▶ GIVEN RECORDS
===
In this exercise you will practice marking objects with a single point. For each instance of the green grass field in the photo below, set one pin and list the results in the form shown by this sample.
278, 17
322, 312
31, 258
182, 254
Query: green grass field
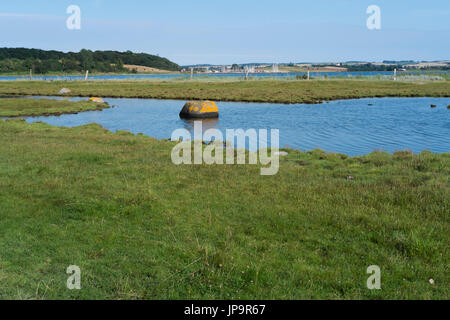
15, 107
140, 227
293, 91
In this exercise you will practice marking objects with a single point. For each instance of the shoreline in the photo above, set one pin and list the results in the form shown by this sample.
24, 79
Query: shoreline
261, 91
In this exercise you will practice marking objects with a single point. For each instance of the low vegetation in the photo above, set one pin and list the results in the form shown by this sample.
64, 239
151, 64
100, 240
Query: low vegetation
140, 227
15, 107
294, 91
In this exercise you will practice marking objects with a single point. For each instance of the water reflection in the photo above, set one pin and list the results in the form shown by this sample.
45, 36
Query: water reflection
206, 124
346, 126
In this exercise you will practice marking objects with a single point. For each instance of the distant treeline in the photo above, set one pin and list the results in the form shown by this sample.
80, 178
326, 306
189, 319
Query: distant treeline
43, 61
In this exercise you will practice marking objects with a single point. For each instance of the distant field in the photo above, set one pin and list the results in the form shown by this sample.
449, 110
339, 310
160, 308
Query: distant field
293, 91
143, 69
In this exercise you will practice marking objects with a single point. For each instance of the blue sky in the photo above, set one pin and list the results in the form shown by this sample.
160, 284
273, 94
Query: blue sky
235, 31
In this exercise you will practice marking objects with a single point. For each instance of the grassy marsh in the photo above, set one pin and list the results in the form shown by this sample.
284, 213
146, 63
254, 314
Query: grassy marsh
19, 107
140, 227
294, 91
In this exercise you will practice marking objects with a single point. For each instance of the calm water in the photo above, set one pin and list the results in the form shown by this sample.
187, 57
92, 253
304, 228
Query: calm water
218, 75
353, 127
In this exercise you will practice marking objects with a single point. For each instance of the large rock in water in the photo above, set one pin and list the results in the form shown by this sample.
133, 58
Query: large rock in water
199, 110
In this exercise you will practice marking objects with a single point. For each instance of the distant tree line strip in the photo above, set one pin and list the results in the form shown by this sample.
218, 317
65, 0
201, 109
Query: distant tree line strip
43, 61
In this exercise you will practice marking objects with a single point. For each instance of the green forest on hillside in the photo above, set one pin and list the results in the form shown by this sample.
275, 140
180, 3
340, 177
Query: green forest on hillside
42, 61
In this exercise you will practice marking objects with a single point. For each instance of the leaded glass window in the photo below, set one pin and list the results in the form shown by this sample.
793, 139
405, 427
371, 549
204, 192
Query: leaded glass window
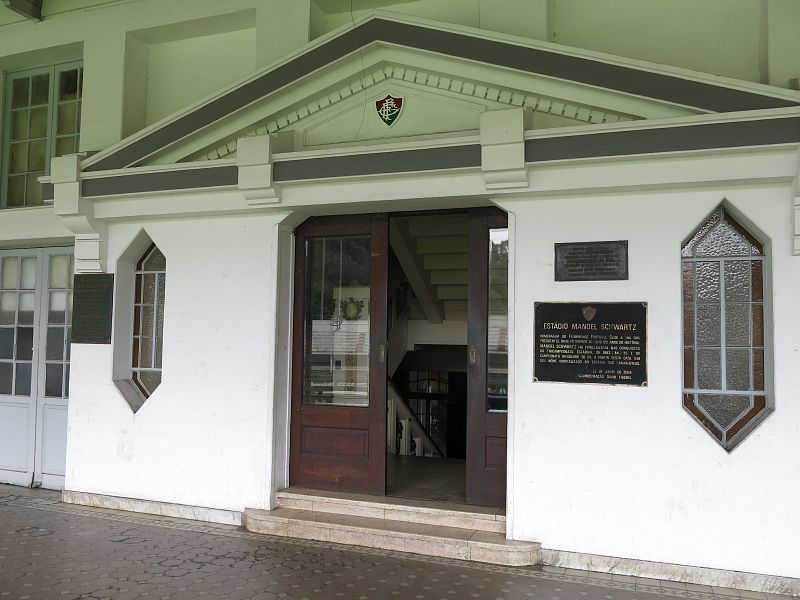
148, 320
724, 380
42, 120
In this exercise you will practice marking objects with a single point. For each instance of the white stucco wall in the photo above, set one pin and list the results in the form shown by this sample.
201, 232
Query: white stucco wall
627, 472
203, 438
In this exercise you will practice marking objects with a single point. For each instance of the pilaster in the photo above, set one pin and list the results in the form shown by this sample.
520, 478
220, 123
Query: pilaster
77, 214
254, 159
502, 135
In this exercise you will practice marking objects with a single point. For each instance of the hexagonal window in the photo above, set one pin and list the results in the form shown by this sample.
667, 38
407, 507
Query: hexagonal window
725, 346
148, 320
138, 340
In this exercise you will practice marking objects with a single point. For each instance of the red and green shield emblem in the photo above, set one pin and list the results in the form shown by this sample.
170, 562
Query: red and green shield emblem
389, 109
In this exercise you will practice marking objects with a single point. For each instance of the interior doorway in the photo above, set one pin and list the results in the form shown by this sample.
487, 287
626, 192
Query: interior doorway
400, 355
===
Please update all the entries above by changing each "Query" to "Target" while keeping every other part the same. Leave the pictures out of your answer.

In this exercise you will practice marking objects with a single point. For each instance of the green grass field in the photo below, set one pin and list the results in the form shown by this sample.
278, 17
322, 312
31, 258
182, 254
Target: green grass field
15, 107
140, 227
293, 91
In this exercise you will practice marking objects with a single point. For each instance of the shoreline in the photo above, set one pin and list the results in the form shown by this sample.
24, 79
Target: shoreline
261, 91
In this exercise you will practice marking objects with a single point. For each instance of the low vegetation in the photo above, set one pin and list the results in the form shown by this sample.
64, 239
151, 64
100, 240
Target: low vegetation
140, 227
15, 107
294, 91
In this exercise you will practice marking objects with a single point. For each instance of the water reflection in the photo above, set one pin and list the results in the form shown by this sample.
45, 36
Target: water reflection
206, 124
346, 126
In this exercise you will practice marking objects with a single point. For each instance of the distant treeline in the photo above, set one pin and list the results in the form shown by this sample.
80, 178
326, 306
189, 319
Target: distant treeline
43, 61
In this exercise you will practice marking objects with a single point. For each instance of the distant field in the photo above, set one pin and list the results in the form shown by this sample.
449, 110
339, 310
160, 308
Target: distant field
293, 91
143, 69
In this exercise you will practice marking objects with a single point. For each instance of the blue sky in the photo above, set one pin and list the results in the form shown by this sample.
160, 284
273, 94
Target: blue sky
235, 31
In this exercise you will practice marking objects with a single point. For each instance of the grassy marsh in the photo above, set one pin and list the results in the form shown by this sample.
284, 213
146, 63
254, 314
Target: grassy marsh
19, 107
140, 227
294, 91
In this exercise you will practice marking objects with a single point. For each instance of the calm water in the photo above, set one pin and list the results in the form shown by this sample.
187, 57
92, 253
304, 228
Target: calm water
218, 75
353, 127
In this exercise you will practice marking objects with a single point. For each instance of the large rock in water in the photo above, set one pin and list the results in the form shown by this sample.
133, 58
Target: large rock in water
199, 110
In this exercise you will practice marking objects with a single point. For each instance of the distant tree line strip in the photo above, set one pin and list the results in the form shown by this sample.
218, 317
65, 0
201, 109
Target: distant tree line strip
43, 61
In this exercise you will practice marking objects with a single point. For each instance of the green forest on hillside in the photo above, set one pin and list the results in the form shown by this sample.
275, 140
180, 3
340, 177
Target: green forest on hillside
42, 61
In this exercise you will practice marking objects with a single point. For each instance of the leaded glass window in the photo below, set one pin and list the results in the form shown by this sample.
793, 139
405, 427
371, 549
204, 192
Target: leaded glass window
148, 320
724, 380
42, 120
In this exercise you will practice marking objects with a single point. For each instance of the white stucco wall in the photo above, set one pin and list the results in the form shown by this sample.
201, 232
Target: white stucco wall
627, 472
203, 438
In this exercise you will practice marking objects with a single point. For each instance of the pilaster in the photo above, set one pin and list the results in the form shown by this sample.
520, 478
220, 123
Target: pilaster
77, 214
254, 159
502, 135
In this exercise you will practice marking objects with a single point. For each instance of the hexagonal window in the photo above, set one pin and list the results in the form shown by this sample.
667, 38
407, 507
Target: hexagonal window
725, 346
148, 320
138, 340
In this exercise you will practice marking objects with a single point. For each instance of the red and green shield emblem in the photo above, set one pin and list the results in the form shown by this sample.
170, 562
Target: red and green shield emblem
389, 109
In this exercise you will practice marking objects with a single point. For each instance of the interior doorway in the photo above, set one pin and list the results in the form shown by this sample.
487, 287
626, 192
Target: interior doorway
400, 355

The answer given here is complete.